» **Items listed in a dataset**
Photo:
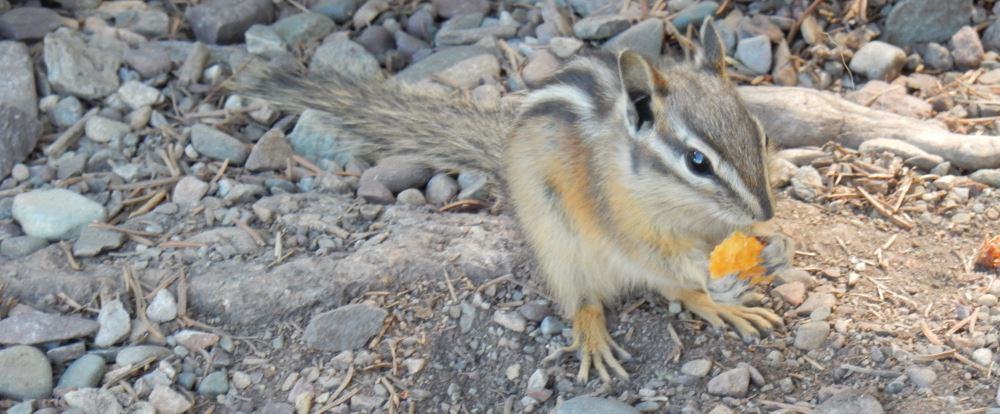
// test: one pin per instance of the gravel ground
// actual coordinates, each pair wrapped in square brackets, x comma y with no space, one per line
[167,247]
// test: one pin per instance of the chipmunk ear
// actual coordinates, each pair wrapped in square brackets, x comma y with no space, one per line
[712,53]
[640,82]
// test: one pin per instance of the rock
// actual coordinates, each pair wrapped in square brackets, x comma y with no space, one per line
[299,29]
[93,401]
[85,372]
[345,57]
[966,48]
[28,328]
[216,144]
[163,307]
[921,377]
[28,23]
[345,328]
[103,130]
[196,341]
[694,14]
[93,241]
[411,197]
[398,173]
[919,21]
[878,60]
[697,368]
[849,401]
[79,69]
[811,335]
[791,293]
[461,66]
[225,21]
[27,374]
[600,27]
[755,53]
[510,320]
[271,152]
[989,177]
[594,405]
[21,246]
[55,214]
[938,57]
[114,324]
[19,133]
[339,10]
[17,85]
[167,401]
[136,95]
[732,383]
[645,38]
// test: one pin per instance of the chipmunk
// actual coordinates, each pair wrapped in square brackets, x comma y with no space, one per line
[621,172]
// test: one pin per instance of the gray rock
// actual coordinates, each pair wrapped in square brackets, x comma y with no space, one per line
[918,21]
[225,21]
[93,401]
[167,401]
[55,214]
[694,14]
[645,38]
[27,374]
[594,405]
[921,377]
[271,152]
[19,133]
[163,307]
[264,41]
[315,139]
[85,372]
[600,27]
[732,383]
[878,60]
[811,335]
[399,173]
[216,144]
[989,177]
[93,241]
[849,401]
[966,48]
[411,197]
[302,28]
[104,130]
[339,10]
[17,85]
[66,112]
[79,69]
[138,353]
[28,23]
[697,368]
[345,328]
[755,53]
[346,57]
[114,324]
[21,246]
[937,57]
[441,189]
[136,95]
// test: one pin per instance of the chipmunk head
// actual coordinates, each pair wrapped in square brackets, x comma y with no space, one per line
[693,143]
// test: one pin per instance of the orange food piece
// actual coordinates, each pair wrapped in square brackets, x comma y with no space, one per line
[989,253]
[738,254]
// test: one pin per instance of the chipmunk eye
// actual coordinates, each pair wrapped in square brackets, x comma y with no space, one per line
[698,163]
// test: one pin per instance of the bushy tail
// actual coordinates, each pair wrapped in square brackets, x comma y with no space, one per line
[385,118]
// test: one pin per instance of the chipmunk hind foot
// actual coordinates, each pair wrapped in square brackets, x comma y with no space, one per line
[594,345]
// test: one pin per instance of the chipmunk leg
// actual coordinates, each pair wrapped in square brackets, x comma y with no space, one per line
[595,346]
[748,321]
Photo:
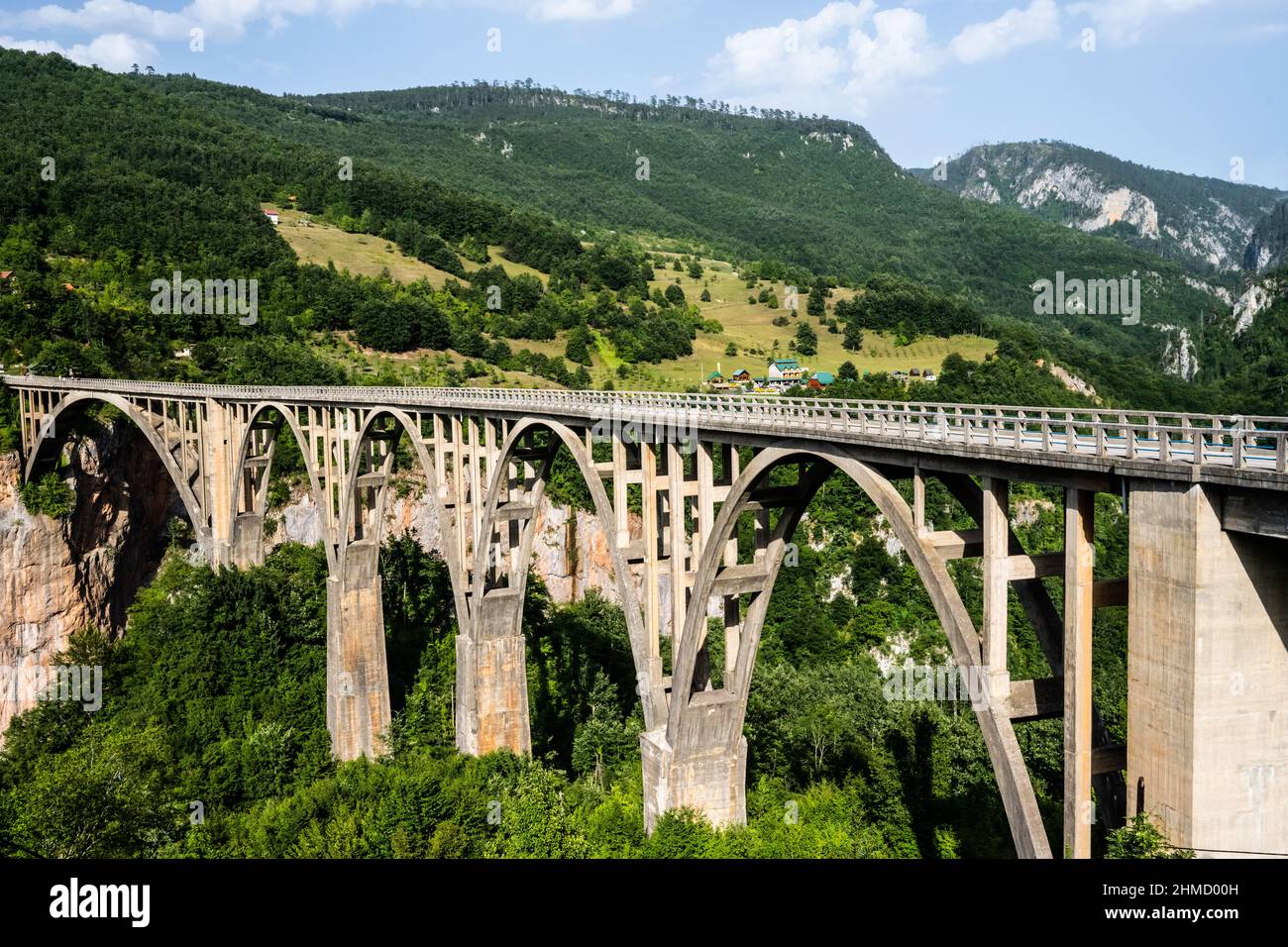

» **EXERCISE AIM**
Rewrite the records above as a JSON list of strings, one string per line, skipping blank lines and leaving out the pictures.

» **TASK RESPONSE**
[
  "Photo:",
  "// test: one pin per instance of the gravel ground",
  "// actual coordinates, each pair wrapped in square brackets, x comma y with no space, one per line",
  "[167,247]",
  "// test: one pin per instance of the chipmunk ear",
  "// actual coordinates, each pair wrapped in square brackets, x comma y with no space, one per line",
  "[712,53]",
  "[640,82]",
  "// test: one pin per instance of the rock",
  "// actual coordinates, each pair wrapped in square brackets, x comma y with no space, one per line",
  "[299,29]",
  "[93,401]",
  "[85,372]",
  "[345,57]",
  "[966,48]",
  "[28,328]",
  "[216,144]",
  "[163,307]",
  "[921,377]",
  "[28,23]",
  "[345,328]",
  "[103,130]",
  "[196,341]",
  "[694,14]",
  "[93,241]",
  "[411,197]",
  "[398,173]",
  "[919,21]",
  "[878,60]",
  "[697,368]",
  "[849,401]",
  "[79,69]",
  "[811,335]",
  "[791,293]",
  "[461,66]",
  "[225,21]",
  "[27,374]",
  "[600,27]",
  "[755,53]",
  "[510,320]",
  "[271,152]",
  "[989,177]",
  "[594,405]",
  "[21,246]",
  "[55,214]",
  "[938,57]",
  "[114,324]",
  "[19,133]",
  "[339,10]",
  "[17,85]",
  "[167,401]",
  "[136,95]",
  "[732,383]",
  "[645,38]",
  "// test: one pin per instance of the chipmunk",
  "// actual coordinates, each pair wrapped in square brackets, x comma y with no space, one per line",
  "[621,172]",
  "// test: one pin per instance of the gray rock",
  "// actual coordinates, each pair wrapped in square brackets, x comma y with no space, one per line",
  "[918,21]",
  "[225,21]",
  "[93,401]",
  "[167,401]",
  "[55,214]",
  "[694,14]",
  "[645,38]",
  "[27,374]",
  "[594,405]",
  "[921,377]",
  "[271,152]",
  "[19,133]",
  "[163,307]",
  "[264,41]",
  "[315,139]",
  "[85,372]",
  "[600,27]",
  "[732,383]",
  "[878,60]",
  "[811,335]",
  "[399,173]",
  "[216,144]",
  "[989,177]",
  "[93,241]",
  "[849,401]",
  "[966,48]",
  "[411,197]",
  "[302,28]",
  "[104,130]",
  "[339,10]",
  "[17,85]",
  "[66,112]",
  "[79,69]",
  "[138,353]",
  "[28,23]",
  "[697,368]",
  "[345,328]",
  "[755,53]",
  "[346,57]",
  "[114,324]",
  "[21,246]",
  "[937,57]",
  "[441,189]",
  "[136,95]",
  "// test: one pin per instance of the chipmunk head",
  "// actual coordinates, each pair wrapped in square brackets, x comma y with no space, one per line",
  "[693,143]",
  "// test: one pin per instance of the orange food piece",
  "// actual coordinates, each pair wrapped in square brackets, x comma y with no space, one per line",
  "[989,253]",
  "[738,254]",
  "// test: one pin per instance of the chipmunk eye",
  "// actual coordinates, each pair wrapped in square brackets, x comma y with no space, one per line",
  "[698,163]",
  "// test: one pin per instance of the bushy tail",
  "// actual coordinates, each pair wrapped in square brackets, x comma y with no space, one per line",
  "[385,118]",
  "// test: one pin per instance of the chipmunk hind foot",
  "// actual coordinates, each pair wrapped in square brackets, x comma y with no space, one per line",
  "[594,345]",
  "// test: one pin per instance of the chipmunk leg",
  "// actual coordinates, each pair wrapped in square brackets, x comma y with no space, one per line",
  "[595,346]",
  "[748,321]",
  "Photo:"
]